* **The exercise**: Please render every line of the items below as a JSON list of strings, one string per line, leaving out any blank lines.

(Named-object pointing records)
┏━━

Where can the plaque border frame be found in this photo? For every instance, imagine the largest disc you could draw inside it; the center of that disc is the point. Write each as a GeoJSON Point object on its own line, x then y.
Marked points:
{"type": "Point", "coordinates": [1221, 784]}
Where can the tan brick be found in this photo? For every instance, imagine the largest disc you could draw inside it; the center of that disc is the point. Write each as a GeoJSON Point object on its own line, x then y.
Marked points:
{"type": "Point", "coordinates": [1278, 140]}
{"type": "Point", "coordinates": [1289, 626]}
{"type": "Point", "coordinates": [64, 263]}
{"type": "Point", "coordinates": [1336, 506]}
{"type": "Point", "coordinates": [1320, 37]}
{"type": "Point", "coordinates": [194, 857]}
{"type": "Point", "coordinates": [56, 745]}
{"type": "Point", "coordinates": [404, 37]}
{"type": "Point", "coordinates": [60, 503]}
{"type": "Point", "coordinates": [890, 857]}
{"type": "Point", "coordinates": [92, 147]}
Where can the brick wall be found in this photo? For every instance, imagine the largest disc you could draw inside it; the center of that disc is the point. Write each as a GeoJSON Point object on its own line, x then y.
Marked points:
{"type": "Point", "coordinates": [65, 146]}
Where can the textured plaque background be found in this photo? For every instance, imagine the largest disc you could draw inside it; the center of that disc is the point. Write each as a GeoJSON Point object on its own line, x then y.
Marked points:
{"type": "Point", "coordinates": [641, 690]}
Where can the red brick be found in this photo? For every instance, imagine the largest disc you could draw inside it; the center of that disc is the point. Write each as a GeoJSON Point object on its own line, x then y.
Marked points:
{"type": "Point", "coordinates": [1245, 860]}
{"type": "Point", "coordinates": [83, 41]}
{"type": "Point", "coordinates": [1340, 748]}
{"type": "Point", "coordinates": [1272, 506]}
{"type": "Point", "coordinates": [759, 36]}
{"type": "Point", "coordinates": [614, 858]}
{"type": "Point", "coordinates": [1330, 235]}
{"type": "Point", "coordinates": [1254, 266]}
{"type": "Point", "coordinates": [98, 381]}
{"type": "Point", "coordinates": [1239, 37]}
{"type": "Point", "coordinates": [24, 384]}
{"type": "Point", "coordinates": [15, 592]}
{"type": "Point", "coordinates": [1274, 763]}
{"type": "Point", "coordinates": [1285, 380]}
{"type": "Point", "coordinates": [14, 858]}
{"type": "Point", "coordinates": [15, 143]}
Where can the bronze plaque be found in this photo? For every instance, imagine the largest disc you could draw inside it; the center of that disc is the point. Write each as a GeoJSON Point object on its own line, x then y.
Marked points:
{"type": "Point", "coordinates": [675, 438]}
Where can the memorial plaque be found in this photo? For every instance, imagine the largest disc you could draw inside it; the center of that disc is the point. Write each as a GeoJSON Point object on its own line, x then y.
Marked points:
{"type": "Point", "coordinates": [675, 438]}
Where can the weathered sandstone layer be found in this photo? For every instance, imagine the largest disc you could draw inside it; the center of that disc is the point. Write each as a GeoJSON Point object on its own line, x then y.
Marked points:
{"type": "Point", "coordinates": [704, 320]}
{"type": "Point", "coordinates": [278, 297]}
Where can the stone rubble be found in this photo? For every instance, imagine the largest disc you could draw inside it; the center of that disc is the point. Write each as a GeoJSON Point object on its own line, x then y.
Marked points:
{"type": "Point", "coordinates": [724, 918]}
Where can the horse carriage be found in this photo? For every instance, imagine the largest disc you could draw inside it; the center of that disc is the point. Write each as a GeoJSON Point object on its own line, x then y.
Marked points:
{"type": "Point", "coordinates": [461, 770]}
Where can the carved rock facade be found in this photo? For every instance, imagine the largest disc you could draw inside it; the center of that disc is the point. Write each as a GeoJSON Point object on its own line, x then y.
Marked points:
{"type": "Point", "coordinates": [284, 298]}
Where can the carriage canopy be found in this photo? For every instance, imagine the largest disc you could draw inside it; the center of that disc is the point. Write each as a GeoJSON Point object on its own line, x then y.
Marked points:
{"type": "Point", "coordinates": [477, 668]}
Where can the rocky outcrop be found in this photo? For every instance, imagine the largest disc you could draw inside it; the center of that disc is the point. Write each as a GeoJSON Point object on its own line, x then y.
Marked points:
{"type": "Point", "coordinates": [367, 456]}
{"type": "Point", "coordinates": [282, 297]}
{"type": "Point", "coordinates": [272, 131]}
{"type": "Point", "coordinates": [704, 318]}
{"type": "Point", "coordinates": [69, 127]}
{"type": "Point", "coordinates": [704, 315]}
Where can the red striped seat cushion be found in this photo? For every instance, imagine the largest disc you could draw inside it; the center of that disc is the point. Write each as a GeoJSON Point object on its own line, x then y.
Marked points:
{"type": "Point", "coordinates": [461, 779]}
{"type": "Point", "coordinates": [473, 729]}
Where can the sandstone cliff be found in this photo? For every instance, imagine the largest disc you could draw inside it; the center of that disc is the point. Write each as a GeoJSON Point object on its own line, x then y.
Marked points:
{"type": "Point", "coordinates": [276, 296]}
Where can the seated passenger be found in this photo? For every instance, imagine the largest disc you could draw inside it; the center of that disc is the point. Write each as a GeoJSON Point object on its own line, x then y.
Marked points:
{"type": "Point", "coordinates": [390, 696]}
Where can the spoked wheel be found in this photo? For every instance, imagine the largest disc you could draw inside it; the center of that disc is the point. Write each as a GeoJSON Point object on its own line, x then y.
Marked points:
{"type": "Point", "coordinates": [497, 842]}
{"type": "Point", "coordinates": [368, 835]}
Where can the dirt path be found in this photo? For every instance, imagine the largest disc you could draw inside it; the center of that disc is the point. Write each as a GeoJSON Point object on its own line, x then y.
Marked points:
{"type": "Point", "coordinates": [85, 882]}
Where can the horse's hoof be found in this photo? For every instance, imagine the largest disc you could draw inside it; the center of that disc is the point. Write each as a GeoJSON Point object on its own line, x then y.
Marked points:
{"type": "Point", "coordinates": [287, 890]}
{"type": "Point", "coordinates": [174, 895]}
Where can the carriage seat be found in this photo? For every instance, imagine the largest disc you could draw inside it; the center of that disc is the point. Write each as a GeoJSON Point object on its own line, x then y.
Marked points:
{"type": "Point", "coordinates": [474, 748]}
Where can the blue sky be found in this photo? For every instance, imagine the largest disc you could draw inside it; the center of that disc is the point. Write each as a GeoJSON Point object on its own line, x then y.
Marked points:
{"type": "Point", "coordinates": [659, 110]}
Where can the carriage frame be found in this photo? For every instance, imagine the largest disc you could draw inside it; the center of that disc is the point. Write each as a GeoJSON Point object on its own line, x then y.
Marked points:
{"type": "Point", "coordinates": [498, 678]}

┗━━

* **Exercise solution**:
[
  "Where can the plaque border frame be found in this photo? For every instance, imagine the largest disc you could draw inside it; the center of that disc is the point. Write each as a GeoJSON Point object on its own line, x then y.",
  "Marked points:",
  "{\"type\": \"Point\", \"coordinates\": [1221, 784]}",
  "Where can the tan brick be found in this photo? For every instance, imagine the largest disc you could draw inside it; the center of that disc is the point. Write each as a GeoJSON Point object on its own line, x then y.",
  "Marked points:",
  "{\"type\": \"Point\", \"coordinates\": [1278, 140]}",
  "{\"type\": \"Point\", \"coordinates\": [1289, 626]}",
  "{\"type\": \"Point\", \"coordinates\": [64, 263]}",
  "{\"type\": \"Point\", \"coordinates\": [1336, 506]}",
  "{\"type\": \"Point\", \"coordinates\": [1320, 37]}",
  "{\"type\": \"Point\", \"coordinates\": [194, 857]}",
  "{\"type\": \"Point\", \"coordinates\": [56, 745]}",
  "{\"type\": \"Point\", \"coordinates\": [404, 37]}",
  "{\"type\": \"Point\", \"coordinates\": [60, 503]}",
  "{\"type\": \"Point\", \"coordinates\": [890, 857]}",
  "{\"type\": \"Point\", \"coordinates\": [92, 147]}",
  "Where can the brick wall be found in this photo? For every instance, imagine the largest disc you could draw inside it; the center of that disc is the point. Write each as a GeoJSON Point object on its own line, x then y.",
  "Marked points:",
  "{\"type\": \"Point\", \"coordinates\": [65, 146]}",
  "Where can the textured plaque background be found in this photo? For every instance, imagine the largest disc you could draw inside it; the center of that disc is the point. Write each as a GeoJSON Point object on its own line, x then y.",
  "Marked points:",
  "{\"type\": \"Point\", \"coordinates\": [641, 690]}",
  "Where can the red brick be found in this photo? For every instance, imagine the largest disc you could draw inside it; the center of that disc is the point. Write each as a GeoJSON Point object on its own line, x then y.",
  "Marked points:",
  "{\"type\": \"Point\", \"coordinates\": [1245, 860]}",
  "{\"type\": \"Point\", \"coordinates\": [83, 41]}",
  "{\"type\": \"Point\", \"coordinates\": [1340, 748]}",
  "{\"type\": \"Point\", \"coordinates\": [1272, 506]}",
  "{\"type\": \"Point\", \"coordinates\": [759, 36]}",
  "{\"type\": \"Point\", \"coordinates\": [614, 858]}",
  "{\"type\": \"Point\", \"coordinates\": [1330, 235]}",
  "{\"type\": \"Point\", \"coordinates\": [1254, 266]}",
  "{\"type\": \"Point\", \"coordinates\": [98, 381]}",
  "{\"type\": \"Point\", \"coordinates\": [1239, 37]}",
  "{\"type\": \"Point\", \"coordinates\": [24, 384]}",
  "{\"type\": \"Point\", \"coordinates\": [15, 592]}",
  "{\"type\": \"Point\", \"coordinates\": [1274, 763]}",
  "{\"type\": \"Point\", \"coordinates\": [1285, 380]}",
  "{\"type\": \"Point\", \"coordinates\": [14, 858]}",
  "{\"type\": \"Point\", \"coordinates\": [15, 143]}",
  "Where can the bronze plaque be found in this photo? For every instance, imagine the largest disc you could draw inside it; the center of that disc is the point. Write each as a GeoJSON Point object on its own line, x then y.",
  "Marked points:",
  "{\"type\": \"Point\", \"coordinates\": [675, 438]}",
  "Where can the memorial plaque be found in this photo? For every instance, imagine the largest disc you could draw inside it; the center of that disc is the point. Write each as a GeoJSON Point object on its own line, x then y.",
  "Marked points:",
  "{\"type\": \"Point\", \"coordinates\": [675, 438]}",
  "Where can the weathered sandstone layer be found in this photo? For every instance, imagine the largest disc you could draw inside it; the center of that disc is the point. Write each as a GeoJSON Point object on its own line, x then y.",
  "Marked points:",
  "{\"type\": \"Point\", \"coordinates\": [704, 320]}",
  "{\"type\": \"Point\", \"coordinates\": [278, 297]}",
  "Where can the stone rubble be found in this photo? For every instance, imagine the largest disc you could draw inside it; the center of that disc is the point. Write each as a GeoJSON Point object on its own line, x then y.",
  "Marked points:",
  "{\"type\": \"Point\", \"coordinates\": [724, 918]}",
  "Where can the horse carriage be found in this photo? For every instance, imagine the largest disc you could draw inside it; the center of that disc is the point. Write each as a GeoJSON Point object on its own line, x then y.",
  "Marked points:",
  "{\"type\": \"Point\", \"coordinates\": [461, 770]}",
  "Where can the carved rock facade be found in this photo? For every instance, imagine the largest disc you could draw inside it; the center of that disc is the point. Write each as a GeoJSON Point object on its own line, x then y.",
  "Marked points:",
  "{\"type\": \"Point\", \"coordinates\": [284, 298]}",
  "Where can the carriage canopy be found in this photo? For every instance, imagine the largest disc you could draw inside it; the center of that disc is the point. Write each as a GeoJSON Point object on its own line, x then y.",
  "Marked points:",
  "{\"type\": \"Point\", \"coordinates\": [477, 668]}",
  "Where can the rocky outcrop be found in this photo? For every instance, imagine the largest disc you could draw inside it; the center of that disc is the point. Write each as a GeoJSON Point object on its own line, x then y.",
  "Marked points:",
  "{\"type\": \"Point\", \"coordinates\": [367, 456]}",
  "{\"type\": \"Point\", \"coordinates\": [282, 297]}",
  "{\"type\": \"Point\", \"coordinates\": [272, 131]}",
  "{\"type\": \"Point\", \"coordinates\": [704, 318]}",
  "{\"type\": \"Point\", \"coordinates\": [69, 127]}",
  "{\"type\": \"Point\", \"coordinates\": [704, 315]}",
  "Where can the red striped seat cushion be found in this photo? For every instance, imagine the largest disc you could draw inside it; the center of that disc is the point. Write each as a GeoJSON Point object on its own line, x then y.",
  "Marked points:",
  "{\"type\": \"Point\", \"coordinates\": [461, 779]}",
  "{\"type\": \"Point\", \"coordinates\": [473, 729]}",
  "Where can the sandstone cliff be found in this photo? For every instance, imagine the largest disc you could draw inside it; the center of that disc is the point. Write each as a GeoJSON Point object on its own line, x then y.",
  "Marked points:",
  "{\"type\": \"Point\", \"coordinates\": [276, 296]}",
  "Where can the seated passenger be found in this photo? For every instance, imagine the largest disc you could draw inside it; the center of that disc is the point. Write each as a GeoJSON Point object on its own line, x then y.",
  "Marked points:",
  "{\"type\": \"Point\", \"coordinates\": [390, 696]}",
  "Where can the spoked wheel be found in this photo? For every instance, imagine the largest disc you could draw inside it; the center of that disc is the point. Write each as a GeoJSON Point object on its own line, x then y.",
  "Marked points:",
  "{\"type\": \"Point\", \"coordinates\": [497, 842]}",
  "{\"type\": \"Point\", \"coordinates\": [368, 835]}",
  "Where can the dirt path be found in this photo? For every instance, imagine the largest disc you could draw inside it; the center of that disc is the point. Write each as a GeoJSON Point object on its own line, x then y.",
  "Marked points:",
  "{\"type\": \"Point\", \"coordinates\": [85, 882]}",
  "Where can the horse's hoof be found in this photo? For every instance, imagine the largest disc you could draw inside it; the center of that disc is the point. Write each as a GeoJSON Point object on its own line, x then y.",
  "Marked points:",
  "{\"type\": \"Point\", \"coordinates\": [287, 890]}",
  "{\"type\": \"Point\", \"coordinates\": [174, 895]}",
  "Where can the carriage seat be found in this photo? For every instance, imagine the largest disc you could draw inside it; the center of that disc is the point. Write each as a GeoJSON Point object on its own line, x then y.",
  "Marked points:",
  "{\"type\": \"Point\", \"coordinates\": [474, 748]}",
  "Where can the blue sky be found in this photo? For every instance, imagine the largest disc you could draw inside it; the center of that disc is the point. Write each as a GeoJSON Point object on its own line, x then y.",
  "Marked points:",
  "{\"type\": \"Point\", \"coordinates\": [659, 110]}",
  "Where can the carriage frame be found in this photo? For every instance, imagine the largest disc you could draw inside it; the center of that disc is the point. Write each as a GeoJSON Point object on its own line, x then y.",
  "Marked points:",
  "{\"type\": \"Point\", \"coordinates\": [498, 678]}"
]